◆ **TASK OBJECTIVE**
Rewrite everything from the line containing "Crop-scouting request: mark the blurred" down to the line containing "Crop-scouting request: mark the plant", putting "scouting record" wherever "field log" occurs and leaving the rest unchanged.

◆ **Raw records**

[start]

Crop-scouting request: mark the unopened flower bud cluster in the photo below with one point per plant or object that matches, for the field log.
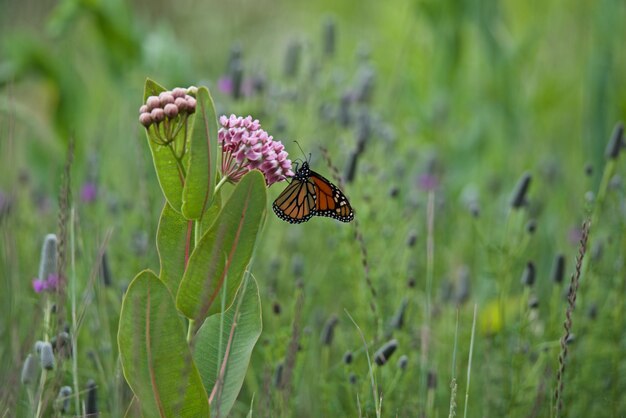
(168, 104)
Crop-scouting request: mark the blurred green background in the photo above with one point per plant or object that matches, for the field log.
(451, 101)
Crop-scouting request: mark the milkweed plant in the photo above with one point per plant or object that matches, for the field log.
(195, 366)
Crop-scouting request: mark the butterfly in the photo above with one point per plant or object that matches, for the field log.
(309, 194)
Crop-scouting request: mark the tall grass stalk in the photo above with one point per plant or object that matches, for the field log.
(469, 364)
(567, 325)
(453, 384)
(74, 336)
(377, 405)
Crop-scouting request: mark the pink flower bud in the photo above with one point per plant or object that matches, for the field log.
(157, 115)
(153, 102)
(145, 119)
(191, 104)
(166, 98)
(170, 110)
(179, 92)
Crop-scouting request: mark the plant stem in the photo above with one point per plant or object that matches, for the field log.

[end]
[start]

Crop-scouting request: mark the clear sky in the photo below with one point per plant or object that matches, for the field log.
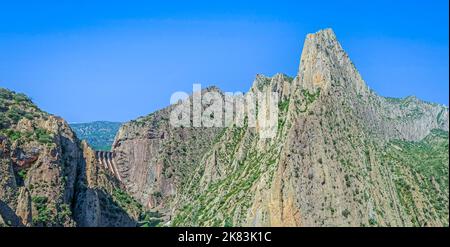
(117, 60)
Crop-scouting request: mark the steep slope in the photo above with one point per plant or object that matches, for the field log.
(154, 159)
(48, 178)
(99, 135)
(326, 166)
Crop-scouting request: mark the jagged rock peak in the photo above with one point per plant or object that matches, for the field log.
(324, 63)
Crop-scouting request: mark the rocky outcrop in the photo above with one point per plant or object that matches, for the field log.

[end]
[start]

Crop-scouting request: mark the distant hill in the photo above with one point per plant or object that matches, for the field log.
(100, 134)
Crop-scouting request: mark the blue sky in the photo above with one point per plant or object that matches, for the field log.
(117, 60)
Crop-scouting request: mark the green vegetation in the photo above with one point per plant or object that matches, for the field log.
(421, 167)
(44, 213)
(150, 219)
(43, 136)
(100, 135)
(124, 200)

[end]

◆ **COMPLETE ANSWER**
Crop-scouting request: mark the blurred green background in the photo above with one point per plant or object that matches, for the scouting record.
(451, 101)
Crop-scouting request: mark the milkweed plant in the photo above with one point per plant or object that matches, for the scouting record.
(195, 366)
Crop-scouting request: mark the butterfly in the photo above with one point per plant or object that matches, for the scouting record.
(309, 194)
Crop-scouting request: mark the tall grass stalk in the photo above with one point per plant or object that matches, for the scouting record.
(469, 364)
(567, 325)
(453, 384)
(74, 336)
(377, 405)
Crop-scouting request: mark the pink flower bud in the photo above with one point per plant or object that matches, for the scouting record.
(157, 115)
(153, 102)
(145, 119)
(191, 104)
(166, 98)
(170, 110)
(179, 92)
Crop-scouting request: mark the plant stem in the photo above with one point per plant or object that matches, for the scouting record.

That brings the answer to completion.